DIRECTIVE: Shift every coordinate in the answers of the listing below by adding 125 to each number, then give all the lines again with the requests included. Leave the pictures out of your answer.
-- Start EXCERPTED DATA --
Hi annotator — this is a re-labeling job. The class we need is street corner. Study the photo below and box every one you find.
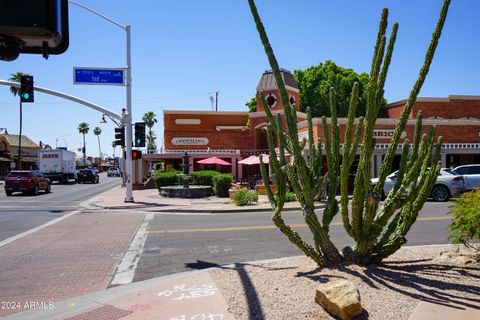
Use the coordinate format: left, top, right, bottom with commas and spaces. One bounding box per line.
68, 271, 234, 320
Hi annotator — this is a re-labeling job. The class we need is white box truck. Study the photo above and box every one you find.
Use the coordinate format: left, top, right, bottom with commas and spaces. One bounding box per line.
38, 149, 77, 182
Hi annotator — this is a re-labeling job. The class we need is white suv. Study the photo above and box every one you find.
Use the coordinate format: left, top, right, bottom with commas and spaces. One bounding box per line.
371, 169, 465, 201
107, 167, 120, 177
453, 164, 480, 190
-- End EXCERPTED DATA --
FINAL ANSWER:
Hi annotator — this is a re-labeling job. The class we need is street corner. Study the photo below and box every one you find.
Use the coordinate format: left, top, right, bottom with commas and spaces. One bounding box per line.
193, 396, 359, 445
Hi annotator — this is a re-labeling job. The class we need is white box truck. Study the photo above and box every one you find.
Use the coordinate format: left, top, right, bottom with commas and spaces. One bounding box per line.
163, 274, 202, 307
Hi annotator — this is a re-labeling job. The class we need is white suv. Study the photo above and box every one you find.
Use the coordinate format: left, top, right, bottom with commas and spaces. One bounding box per line.
496, 294, 590, 326
232, 292, 245, 302
578, 289, 605, 315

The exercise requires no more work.